As I sped towards the Blue Mountains, the whole atmosphere changed and Nature started speaking in hushed tones. The road wound its way up through dreamy villages wrapped in slumber. At Glenbrook came the gateway, and Wentworth Falls was pretty. Charles Darwin, who laboured to unravel the mystery of the origin of species, once stayed here, and a walk commemorates this association.

The village of Leura romanticises candles and clothing. In October, Cherry blossoms line the streets of Leura, and gardens are filled with butterflies sipping nectar. We halted at bohemian Katoomba, and I particularly remember the sloping drive through the village. Homes are old fashioned and the boutiques bright. The post office, the bank and the church remind you of temporal and spiritual connections.

ABORGINAL LEGEND

Gavin, my chauffeur, mentioned the Three Sisters. I presumed he was recounting a fable, bringing back to life the days of the Aborigines. Till, I I realised the Three Sisters is a prominent feature of the Blue Mountains World Heritage area, which celebrates Nature.

There is an Aborginal legend associated with the three sisters The beautiful sisters, Meenhi, Weemala and Gunnedoo, daughters of the Katoomba tribe’s witch doctor, fell madly in love with three brothers of the Nepean tribe. Ancestral law forbade marriage outside the tribe. The brave warrior-brothers engaged in battle for the maidens. The witch doctor turned his daughters to stone using his magic stick, intending to restore them to life after the fight. But, he was killed in battle and his magic stick could not be found. They say the Lyrebird instinctively scratches the earth even today, searching for the magic stick.

> _Items_

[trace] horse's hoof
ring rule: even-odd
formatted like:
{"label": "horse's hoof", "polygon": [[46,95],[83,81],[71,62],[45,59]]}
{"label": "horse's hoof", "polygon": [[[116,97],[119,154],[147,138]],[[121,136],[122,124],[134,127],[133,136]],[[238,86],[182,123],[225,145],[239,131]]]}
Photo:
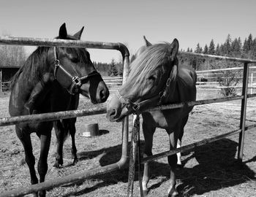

> _Short problem_
Reproduce word for word the part of the Blue Mountains passage that begins at the words "Gavin, my chauffeur, mentioned" and stops after the words "the magic stick.". The records come from a separate source.

> _Output of the task_
Gavin, my chauffeur, mentioned the Three Sisters. I presumed he was recounting a fable, bringing back to life the days of the Aborigines. Till, I I realised the Three Sisters is a prominent feature of the Blue Mountains World Heritage area, which celebrates Nature.

There is an Aborginal legend associated with the three sisters The beautiful sisters, Meenhi, Weemala and Gunnedoo, daughters of the Katoomba tribe’s witch doctor, fell madly in love with three brothers of the Nepean tribe. Ancestral law forbade marriage outside the tribe. The brave warrior-brothers engaged in battle for the maidens. The witch doctor turned his daughters to stone using his magic stick, intending to restore them to life after the fight. But, he was killed in battle and his magic stick could not be found. They say the Lyrebird instinctively scratches the earth even today, searching for the magic stick.